#### DOCUMENT EXCERPT:
Wednesday, May 26, 2010

In less than one year, South Africa will be the proud host of the 2010 World Cup. To many, this privilege is a mere formality of the Cup. Indeed, hosting the World Cup is an honor, but for South Africa it symbolizes a far more complex idea. A history of apartheid and colonial struggle make South Africa's right to host the Cup a representation of a new period of the country's history. It marks a further departure from the oppressive history that is so often attributed to South Africa.


Yet, the World Cup is no coincidental representation of a more independent nation. For many former British colonies sport has a history of serving the colonized people in resisting British rule. Often it was used by the colonizers to foster a sense of discipline and hard work, but mostly it was meant to help control. However, this control was often flipped on its head and used against the colonizer. Sport in the British Empire served as a unifying force, often imbibing nationalist rhetoric, with matches serving as focused representations of the climate of social and political struggle. Football was the most popular sport in the empire and it often unified the colonized across economic and social classes. Once adopted, football matches would be opportunities for indigenous people to resist.
In Zanzibar the constant bias of foreign referees found native teams boycotting matches. Indian teams in Calcutta resisted by combining football with indigenous culture, playing barefoot, which gave their victories all the more impressive and all the more punishing to the colonizing counterparts. South African football allowed native teams to directly reject British attempts to control matches and leagues. Finally, in post colonial Egypt, football was a way to shed the stereotypes associated with being a colonized nation, giving them credit as a modern nation. These examples show how sport and specifically football in the British Empire served as a vehicle through which colonized people could resist in a number of ways.

#### AVAILABLE DATA:
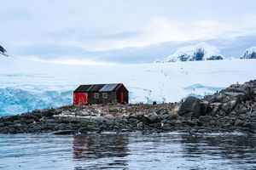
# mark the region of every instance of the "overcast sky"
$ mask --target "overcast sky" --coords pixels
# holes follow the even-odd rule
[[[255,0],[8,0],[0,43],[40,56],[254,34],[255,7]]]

#### EXERCISE TASK:
Rewrite the stretch from "In Zanzibar the" through "number of ways." in the piece on football in the British Empire, putting "visiting referees" in place of "foreign referees". You won't need the material that comes after the text.

#### REPLY:
In Zanzibar the constant bias of visiting referees found native teams boycotting matches. Indian teams in Calcutta resisted by combining football with indigenous culture, playing barefoot, which gave their victories all the more impressive and all the more punishing to the colonizing counterparts. South African football allowed native teams to directly reject British attempts to control matches and leagues. Finally, in post colonial Egypt, football was a way to shed the stereotypes associated with being a colonized nation, giving them credit as a modern nation. These examples show how sport and specifically football in the British Empire served as a vehicle through which colonized people could resist in a number of ways.